[Start of Selection]

In this embodiment, when grooves 35 have the standard RIDGID bottom corner to corner widths (distance B1 in FIG. 1) and top corner to corner widths (distance B in FIG. 1), a point of contact will engage opposing walls at each end of keys 20. Optimally, the distance X in FIG. 3 between the groove outer wall contact point of a first pipe (P1 in FIG. 3) and (P2 in FIG. 3) the groove inner wall contact point on the other second pipe (or the groove inner wall contact point of a first pipe and the groove outer wall contact on the other second pipe) is given by the above formula (X=2A+B). The table below displays values for X given some parameters of standard pipes.

	A	B	X
	(gasket	(Groove	(Distance Between P1 and
Coupling Size	sealing surface)	width)	P2)
2″-6″	15.9	8.7	40.5
8″-12″	19.1	11.9	50.1

FIG. 4 is a schematic front perspective view of one embodiment of disclosed pipe coupling 10. In this embodiment, coupling half 12 is fastened to similarly cast coupling half 13 to form a rigid ring enclosing pipe ends 30, by bolting the halves together, the bolts passing through bolt holes 44. Bolt holes 44 are advantageously ovoid in shape, as can be seen in FIG. 3, allowing for a slight rotation around rotational axis Z-Z as defined above.

Coupling half 12 is combined with a generally identically cast coupling half 13. Tongue 40 of coupling half 12 is inserted into adjacent groove 42 of coupling half 13 forming generally ring-like coupling 10. This means that if both coupling halves are held side by side so that all keys 20 are parallel, one coupling half is rotated 180 degrees about transverse axis Y-Y and 180 degrees about rotational axis Z-Z, essentially flipped and rotated 180 degrees horizontally, for coupling halves 12 and 13 to merge. The end result is an opposite orientation of keys 20 between coupling halves 12 and 13. Parallel key 20 pairings on separate coupling halves angle equally in opposite directions relative to the central transverse plane of the coupling half, creating a transverse “X” pattern between corresponding key 20 pairings of respective housings acting on each respective pipe end groove 34. In this relationship, at least two points of contact, one from a key 20 on each of coupling halves 12 and 13, will engage groove walls 36 and 37 on opposing sides, where coupling halves 12 and 13 meet in the general vicinity of the join plane.

[End of Selection]

## Given request 1
Name each figure that the pipe coupling text refers to.

[Start of Provided material]

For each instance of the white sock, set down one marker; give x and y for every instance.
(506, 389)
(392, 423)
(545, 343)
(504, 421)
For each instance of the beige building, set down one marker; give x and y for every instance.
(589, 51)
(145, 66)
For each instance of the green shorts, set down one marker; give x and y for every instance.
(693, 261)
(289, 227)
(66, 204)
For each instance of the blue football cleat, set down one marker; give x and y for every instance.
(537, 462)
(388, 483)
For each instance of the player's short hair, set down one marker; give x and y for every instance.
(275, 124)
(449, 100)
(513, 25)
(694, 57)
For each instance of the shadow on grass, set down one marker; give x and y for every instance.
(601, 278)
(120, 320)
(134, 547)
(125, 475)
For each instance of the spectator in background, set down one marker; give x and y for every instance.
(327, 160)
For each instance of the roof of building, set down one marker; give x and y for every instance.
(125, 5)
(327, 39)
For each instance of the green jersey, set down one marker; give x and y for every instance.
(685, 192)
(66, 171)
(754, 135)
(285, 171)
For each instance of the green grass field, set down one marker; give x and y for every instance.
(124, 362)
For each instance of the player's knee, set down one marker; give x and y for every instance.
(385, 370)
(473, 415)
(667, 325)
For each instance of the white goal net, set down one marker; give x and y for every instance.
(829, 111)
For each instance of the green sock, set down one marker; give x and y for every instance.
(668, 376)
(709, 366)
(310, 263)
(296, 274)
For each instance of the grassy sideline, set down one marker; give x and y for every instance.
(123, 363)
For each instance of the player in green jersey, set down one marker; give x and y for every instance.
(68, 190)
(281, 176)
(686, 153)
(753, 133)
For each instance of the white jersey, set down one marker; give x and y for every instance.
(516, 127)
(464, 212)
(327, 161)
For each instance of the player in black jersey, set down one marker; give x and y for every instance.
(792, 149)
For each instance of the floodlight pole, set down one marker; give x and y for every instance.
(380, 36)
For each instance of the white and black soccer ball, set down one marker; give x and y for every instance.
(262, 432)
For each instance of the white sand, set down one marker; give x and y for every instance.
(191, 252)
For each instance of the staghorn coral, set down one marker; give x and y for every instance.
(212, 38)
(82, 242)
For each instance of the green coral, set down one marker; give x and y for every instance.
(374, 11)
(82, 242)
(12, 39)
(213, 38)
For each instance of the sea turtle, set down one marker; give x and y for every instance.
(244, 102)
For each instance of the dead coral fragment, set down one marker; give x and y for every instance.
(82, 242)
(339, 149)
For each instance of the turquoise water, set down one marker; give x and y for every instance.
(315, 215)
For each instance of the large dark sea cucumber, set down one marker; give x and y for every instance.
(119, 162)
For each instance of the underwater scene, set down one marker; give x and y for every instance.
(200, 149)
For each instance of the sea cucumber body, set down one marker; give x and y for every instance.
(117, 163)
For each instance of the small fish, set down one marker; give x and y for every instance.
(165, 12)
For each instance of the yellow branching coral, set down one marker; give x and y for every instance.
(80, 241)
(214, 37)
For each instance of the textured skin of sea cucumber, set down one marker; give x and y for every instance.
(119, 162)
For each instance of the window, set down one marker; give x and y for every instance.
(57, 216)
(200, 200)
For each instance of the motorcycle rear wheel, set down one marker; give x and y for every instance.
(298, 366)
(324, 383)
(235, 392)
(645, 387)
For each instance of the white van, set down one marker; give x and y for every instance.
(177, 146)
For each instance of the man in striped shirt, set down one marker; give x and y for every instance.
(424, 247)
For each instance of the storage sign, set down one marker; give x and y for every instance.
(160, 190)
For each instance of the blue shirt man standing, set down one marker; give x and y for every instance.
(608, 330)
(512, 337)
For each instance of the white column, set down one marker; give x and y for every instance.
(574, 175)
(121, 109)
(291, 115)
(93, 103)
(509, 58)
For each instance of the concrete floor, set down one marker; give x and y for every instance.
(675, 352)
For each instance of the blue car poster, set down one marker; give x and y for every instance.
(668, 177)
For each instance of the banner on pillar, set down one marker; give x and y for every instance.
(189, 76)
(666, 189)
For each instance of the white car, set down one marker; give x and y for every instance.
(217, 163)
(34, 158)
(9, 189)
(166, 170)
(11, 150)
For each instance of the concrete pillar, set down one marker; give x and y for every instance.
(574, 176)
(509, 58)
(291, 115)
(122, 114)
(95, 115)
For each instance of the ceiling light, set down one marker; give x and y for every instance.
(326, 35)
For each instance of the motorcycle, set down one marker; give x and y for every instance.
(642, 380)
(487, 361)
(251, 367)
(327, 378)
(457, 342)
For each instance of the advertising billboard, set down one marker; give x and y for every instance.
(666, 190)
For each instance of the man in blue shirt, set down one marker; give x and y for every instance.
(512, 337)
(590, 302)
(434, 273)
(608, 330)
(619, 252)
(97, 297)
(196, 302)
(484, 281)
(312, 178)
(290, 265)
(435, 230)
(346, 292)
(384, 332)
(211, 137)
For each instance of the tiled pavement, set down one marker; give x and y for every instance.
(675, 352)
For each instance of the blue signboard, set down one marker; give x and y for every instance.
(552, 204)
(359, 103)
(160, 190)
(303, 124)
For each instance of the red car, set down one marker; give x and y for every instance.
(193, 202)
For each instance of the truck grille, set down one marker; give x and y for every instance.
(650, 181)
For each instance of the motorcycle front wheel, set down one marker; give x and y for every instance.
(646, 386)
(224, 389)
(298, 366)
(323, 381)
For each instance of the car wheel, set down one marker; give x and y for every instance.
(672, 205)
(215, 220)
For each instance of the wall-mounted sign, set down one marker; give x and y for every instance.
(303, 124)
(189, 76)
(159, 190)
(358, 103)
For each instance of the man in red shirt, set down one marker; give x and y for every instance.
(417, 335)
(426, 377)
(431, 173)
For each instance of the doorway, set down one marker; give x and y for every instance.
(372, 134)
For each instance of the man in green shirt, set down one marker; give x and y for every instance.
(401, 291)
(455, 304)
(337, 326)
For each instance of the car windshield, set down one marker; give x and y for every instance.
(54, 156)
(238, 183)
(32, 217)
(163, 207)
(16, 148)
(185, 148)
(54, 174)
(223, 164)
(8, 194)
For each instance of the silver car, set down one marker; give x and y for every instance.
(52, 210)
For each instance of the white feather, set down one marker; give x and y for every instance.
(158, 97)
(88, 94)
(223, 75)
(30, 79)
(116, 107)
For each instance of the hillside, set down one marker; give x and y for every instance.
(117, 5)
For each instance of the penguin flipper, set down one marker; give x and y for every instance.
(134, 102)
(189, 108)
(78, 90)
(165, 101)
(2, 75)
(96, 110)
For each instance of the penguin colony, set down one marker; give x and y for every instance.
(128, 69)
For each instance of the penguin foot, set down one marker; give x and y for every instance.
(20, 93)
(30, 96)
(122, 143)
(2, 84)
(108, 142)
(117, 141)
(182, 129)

[End of Provided material]

## Given request 2
Collect every line of the records that contains the string "coral", matching case exactly.

## Written reply 1
FIG. 1, FIG. 3, FIG. 4

## Written reply 2
For each instance of the staghorn coral, set down one marker; give x and y for every instance.
For each instance of the green coral, set down one marker; give x and y for every instance.
For each instance of the dead coral fragment, set down one marker; give x and y for every instance.
For each instance of the yellow branching coral, set down one marker; give x and y for every instance.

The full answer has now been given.